- YOUR TASK
Where does the word "honeybee" show up in the records? Copy every line that holds it.

Point-per-instance localization data:
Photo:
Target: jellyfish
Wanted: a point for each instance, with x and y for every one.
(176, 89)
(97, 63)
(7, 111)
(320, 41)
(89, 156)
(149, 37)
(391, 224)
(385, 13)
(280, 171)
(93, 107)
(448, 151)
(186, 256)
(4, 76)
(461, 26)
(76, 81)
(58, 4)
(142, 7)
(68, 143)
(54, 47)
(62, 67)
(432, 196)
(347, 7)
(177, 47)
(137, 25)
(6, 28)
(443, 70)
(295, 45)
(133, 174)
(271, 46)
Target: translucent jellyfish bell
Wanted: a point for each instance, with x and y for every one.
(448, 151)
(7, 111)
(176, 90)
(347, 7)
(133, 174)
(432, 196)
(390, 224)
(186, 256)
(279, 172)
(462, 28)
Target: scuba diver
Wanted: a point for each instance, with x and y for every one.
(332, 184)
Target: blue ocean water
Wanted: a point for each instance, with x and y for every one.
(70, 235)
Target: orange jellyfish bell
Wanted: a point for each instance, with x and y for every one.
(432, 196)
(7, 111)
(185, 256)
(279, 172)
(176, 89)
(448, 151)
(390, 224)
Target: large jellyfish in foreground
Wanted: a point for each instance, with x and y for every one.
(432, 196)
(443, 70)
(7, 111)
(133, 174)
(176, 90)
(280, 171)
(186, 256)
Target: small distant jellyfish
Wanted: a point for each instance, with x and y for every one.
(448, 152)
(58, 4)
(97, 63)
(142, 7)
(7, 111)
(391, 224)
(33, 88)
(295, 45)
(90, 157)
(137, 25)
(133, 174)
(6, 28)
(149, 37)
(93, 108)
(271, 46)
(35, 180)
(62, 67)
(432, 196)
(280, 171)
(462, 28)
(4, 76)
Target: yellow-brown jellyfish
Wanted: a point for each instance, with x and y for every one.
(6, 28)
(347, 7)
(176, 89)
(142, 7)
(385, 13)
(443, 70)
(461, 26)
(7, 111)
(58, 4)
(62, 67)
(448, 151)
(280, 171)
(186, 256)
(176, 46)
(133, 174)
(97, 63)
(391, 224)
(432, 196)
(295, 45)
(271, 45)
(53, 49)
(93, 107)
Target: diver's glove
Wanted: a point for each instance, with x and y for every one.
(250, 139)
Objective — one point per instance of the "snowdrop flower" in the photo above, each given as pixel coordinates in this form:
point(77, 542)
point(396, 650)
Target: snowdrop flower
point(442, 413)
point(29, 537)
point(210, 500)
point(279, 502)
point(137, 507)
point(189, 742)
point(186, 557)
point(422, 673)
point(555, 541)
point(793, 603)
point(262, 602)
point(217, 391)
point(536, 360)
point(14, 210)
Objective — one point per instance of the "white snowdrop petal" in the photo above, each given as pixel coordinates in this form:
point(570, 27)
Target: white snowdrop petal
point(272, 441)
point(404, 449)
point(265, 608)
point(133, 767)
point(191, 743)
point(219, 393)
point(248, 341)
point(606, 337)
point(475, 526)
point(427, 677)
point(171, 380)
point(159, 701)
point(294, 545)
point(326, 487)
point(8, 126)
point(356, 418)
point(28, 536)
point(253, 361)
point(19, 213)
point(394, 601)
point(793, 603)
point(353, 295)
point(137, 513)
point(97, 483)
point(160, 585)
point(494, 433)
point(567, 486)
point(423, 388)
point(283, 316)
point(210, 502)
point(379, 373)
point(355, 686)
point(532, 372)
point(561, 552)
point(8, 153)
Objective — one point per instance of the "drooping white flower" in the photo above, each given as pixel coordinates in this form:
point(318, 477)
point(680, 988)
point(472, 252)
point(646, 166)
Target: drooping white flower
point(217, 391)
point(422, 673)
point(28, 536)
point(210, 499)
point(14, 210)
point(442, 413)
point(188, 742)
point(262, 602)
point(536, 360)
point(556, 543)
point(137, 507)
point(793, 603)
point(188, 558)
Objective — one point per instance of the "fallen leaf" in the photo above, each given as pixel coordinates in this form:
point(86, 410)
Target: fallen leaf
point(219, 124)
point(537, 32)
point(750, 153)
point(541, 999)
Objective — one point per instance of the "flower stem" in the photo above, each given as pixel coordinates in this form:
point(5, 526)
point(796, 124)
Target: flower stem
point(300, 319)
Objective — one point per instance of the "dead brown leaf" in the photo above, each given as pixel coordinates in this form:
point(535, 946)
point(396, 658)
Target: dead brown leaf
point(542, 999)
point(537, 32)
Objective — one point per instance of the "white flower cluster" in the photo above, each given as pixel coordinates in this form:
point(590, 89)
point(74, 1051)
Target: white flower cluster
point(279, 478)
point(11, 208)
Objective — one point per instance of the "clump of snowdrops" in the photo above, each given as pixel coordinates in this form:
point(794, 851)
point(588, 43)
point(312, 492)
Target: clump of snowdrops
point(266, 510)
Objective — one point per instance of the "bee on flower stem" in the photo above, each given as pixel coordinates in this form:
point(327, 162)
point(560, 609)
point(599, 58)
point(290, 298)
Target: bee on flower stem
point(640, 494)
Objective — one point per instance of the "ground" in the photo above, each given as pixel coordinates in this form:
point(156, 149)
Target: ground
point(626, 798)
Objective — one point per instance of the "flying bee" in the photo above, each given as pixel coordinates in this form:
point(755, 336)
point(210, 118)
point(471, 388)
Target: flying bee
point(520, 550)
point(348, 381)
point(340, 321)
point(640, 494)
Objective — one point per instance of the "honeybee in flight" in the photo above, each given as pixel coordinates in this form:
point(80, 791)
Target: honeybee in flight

- TASK ANSWER
Objective — one point per instance of the "honeybee in flight" in the photo above, each given as pixel coordinates in this form:
Target: honeybee in flight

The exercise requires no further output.